* start *

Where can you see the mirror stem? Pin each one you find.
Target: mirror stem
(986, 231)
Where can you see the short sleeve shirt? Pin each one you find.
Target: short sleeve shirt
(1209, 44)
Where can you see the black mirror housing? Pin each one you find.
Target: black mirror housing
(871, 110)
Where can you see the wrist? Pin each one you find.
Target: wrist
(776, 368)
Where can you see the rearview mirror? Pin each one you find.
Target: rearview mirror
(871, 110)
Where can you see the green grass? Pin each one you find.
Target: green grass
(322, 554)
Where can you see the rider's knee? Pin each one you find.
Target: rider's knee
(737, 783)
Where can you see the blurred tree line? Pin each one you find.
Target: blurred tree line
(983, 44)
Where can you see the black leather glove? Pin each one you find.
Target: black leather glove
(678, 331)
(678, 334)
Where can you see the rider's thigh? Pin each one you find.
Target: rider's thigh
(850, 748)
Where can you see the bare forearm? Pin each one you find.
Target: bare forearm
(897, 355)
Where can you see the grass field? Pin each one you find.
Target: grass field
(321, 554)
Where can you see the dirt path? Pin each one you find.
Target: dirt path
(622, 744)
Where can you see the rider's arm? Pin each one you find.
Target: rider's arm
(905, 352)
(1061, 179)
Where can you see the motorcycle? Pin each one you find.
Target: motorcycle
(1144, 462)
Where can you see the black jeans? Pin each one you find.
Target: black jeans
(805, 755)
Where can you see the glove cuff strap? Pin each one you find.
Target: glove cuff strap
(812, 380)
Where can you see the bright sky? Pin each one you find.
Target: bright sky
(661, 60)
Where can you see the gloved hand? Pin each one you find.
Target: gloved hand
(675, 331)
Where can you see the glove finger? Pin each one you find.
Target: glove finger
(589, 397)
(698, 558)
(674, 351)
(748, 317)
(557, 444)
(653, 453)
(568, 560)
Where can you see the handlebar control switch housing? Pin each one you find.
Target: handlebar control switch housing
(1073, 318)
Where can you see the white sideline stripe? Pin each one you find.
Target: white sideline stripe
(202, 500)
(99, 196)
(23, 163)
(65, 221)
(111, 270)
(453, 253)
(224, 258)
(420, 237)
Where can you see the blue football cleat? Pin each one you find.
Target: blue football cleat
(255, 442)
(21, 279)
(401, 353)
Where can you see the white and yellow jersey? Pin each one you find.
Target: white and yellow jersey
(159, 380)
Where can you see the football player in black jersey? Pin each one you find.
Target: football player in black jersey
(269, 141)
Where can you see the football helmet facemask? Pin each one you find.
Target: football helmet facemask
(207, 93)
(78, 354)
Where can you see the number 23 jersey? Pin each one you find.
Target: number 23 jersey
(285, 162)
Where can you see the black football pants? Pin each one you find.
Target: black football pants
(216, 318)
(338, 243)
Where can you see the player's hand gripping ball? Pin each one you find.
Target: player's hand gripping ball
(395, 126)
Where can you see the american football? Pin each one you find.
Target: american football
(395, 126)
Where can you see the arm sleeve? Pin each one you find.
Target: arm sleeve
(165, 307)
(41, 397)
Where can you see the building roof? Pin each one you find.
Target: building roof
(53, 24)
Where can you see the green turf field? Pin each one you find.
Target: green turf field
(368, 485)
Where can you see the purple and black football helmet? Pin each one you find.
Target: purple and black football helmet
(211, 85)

* end *

What you need to do:
Arrange each line of the listing above as a Markdown table with the columns Row and Line. Number the rows and leave out blank lines.

Written response:
| Row | Line |
|---|---|
| 1 | Where can you see the mirror stem? Pin each one you find. |
| 2 | Target: mirror stem |
| 3 | (986, 231) |
| 4 | Where can you see the short sleeve shirt? Pin each one you find. |
| 5 | Target: short sleeve shirt |
| 6 | (1209, 44) |
| 7 | Where can you see the black mirror housing? Pin each one you find. |
| 8 | Target: black mirror housing |
| 9 | (871, 110) |
| 10 | Where can you see the wrist? Pin each one you find. |
| 11 | Target: wrist |
| 12 | (776, 368) |
| 13 | Where can you see the rearview mirror? Pin each one you find. |
| 14 | Target: rearview mirror |
| 15 | (871, 110) |
| 16 | Where can you see the green grass? Pin each one you find. |
| 17 | Target: green grass |
| 18 | (322, 554) |
| 19 | Where can you see the rider's knee? Pin each one you find. |
| 20 | Target: rider's knee |
| 21 | (737, 783) |
| 22 | Where can you see the blurred tree line? Pin each one you find. |
| 23 | Target: blurred tree line |
| 24 | (983, 44) |
| 25 | Where can you see the black leather glove? Pin each one you find. |
| 26 | Target: black leather glove |
| 27 | (678, 331) |
| 28 | (678, 334) |
| 29 | Where can you see the rider's thigh? Pin each one you find. |
| 30 | Target: rider's thigh |
| 31 | (850, 748) |
| 32 | Where can you see the bare forearm? Pin each one you find. |
| 33 | Target: bare forearm |
| 34 | (897, 355) |
| 35 | Where can you see the grass field? Pin each one you find. |
| 36 | Target: grass field |
| 37 | (321, 554) |
| 38 | Where can you see the dirt path? Pin each one you find. |
| 39 | Target: dirt path |
| 40 | (622, 744) |
| 41 | Where can you see the rider's arm? Pin each one you find. |
| 42 | Target: rider's arm |
| 43 | (905, 352) |
| 44 | (1061, 179) |
| 45 | Where can you see the motorcycle? Pin each one you find. |
| 46 | Target: motorcycle |
| 47 | (1144, 462) |
| 48 | Where can you see the black jeans? Pin each one you find. |
| 49 | Target: black jeans |
| 50 | (805, 755) |
| 51 | Where can you see the glove cuff strap? Pin each one you find. |
| 52 | Target: glove cuff strap |
| 53 | (812, 380) |
| 54 | Where can you see the bright sky? Pin each one you find. |
| 55 | Target: bright sky |
| 56 | (661, 60) |
| 57 | Where can you see the gloved hand? Pin each one you find. |
| 58 | Target: gloved hand |
| 59 | (675, 331) |
| 60 | Where can you see the glove finger? Pin each one you find. |
| 61 | Target: glove finger |
| 62 | (589, 397) |
| 63 | (698, 558) |
| 64 | (674, 351) |
| 65 | (748, 317) |
| 66 | (557, 444) |
| 67 | (653, 453) |
| 68 | (568, 560) |
| 69 | Where can you see the handlebar control switch housing? Pin each one you find. |
| 70 | Target: handlebar control switch housing |
| 71 | (1073, 318) |
| 72 | Where can you see the white sideline stripe? Pin each one you find. |
| 73 | Target: white sideline stripe |
| 74 | (202, 500) |
| 75 | (99, 196) |
| 76 | (23, 163) |
| 77 | (65, 221) |
| 78 | (111, 270) |
| 79 | (453, 253) |
| 80 | (224, 258) |
| 81 | (420, 237) |
| 82 | Where can you see the blue football cleat? Pin each one you find. |
| 83 | Target: blue football cleat |
| 84 | (255, 442) |
| 85 | (21, 279) |
| 86 | (401, 353) |
| 87 | Where can you see the white and yellow jersey? Pin each one you find. |
| 88 | Target: white and yellow jersey |
| 89 | (159, 380) |
| 90 | Where can you see the football player in black jersey? Pin each one you find. |
| 91 | Target: football player in black jersey |
| 92 | (269, 141) |
| 93 | Where can you see the football helmet facemask? Pin each one you find. |
| 94 | Target: football helmet facemask |
| 95 | (207, 93) |
| 96 | (78, 354) |
| 97 | Where can you see the number 23 jersey? Pin each one you find. |
| 98 | Target: number 23 jersey |
| 99 | (285, 162) |
| 100 | Where can you see the black football pants? Pin each one you find. |
| 101 | Target: black football pants |
| 102 | (216, 318) |
| 103 | (338, 243) |
| 104 | Where can you see the player's hand gripping ball? Pin each one you find. |
| 105 | Target: player's hand gripping ball |
| 106 | (395, 126) |
| 107 | Where can you see the american football? Pin each one you find. |
| 108 | Target: american football |
| 109 | (395, 126) |
| 110 | Where can you see the arm sleeve? Pin each one you find. |
| 111 | Target: arm sleeve |
| 112 | (165, 307) |
| 113 | (41, 397) |
| 114 | Where can you see the building roof? Pin each one you find. |
| 115 | Target: building roof |
| 116 | (53, 24) |
| 117 | Where can you see the green turf field? Pin each one you find. |
| 118 | Target: green turf field |
| 119 | (368, 485) |
| 120 | Where can you see the purple and black football helmet? Pin each one you find. |
| 121 | Target: purple and black football helmet |
| 122 | (211, 85) |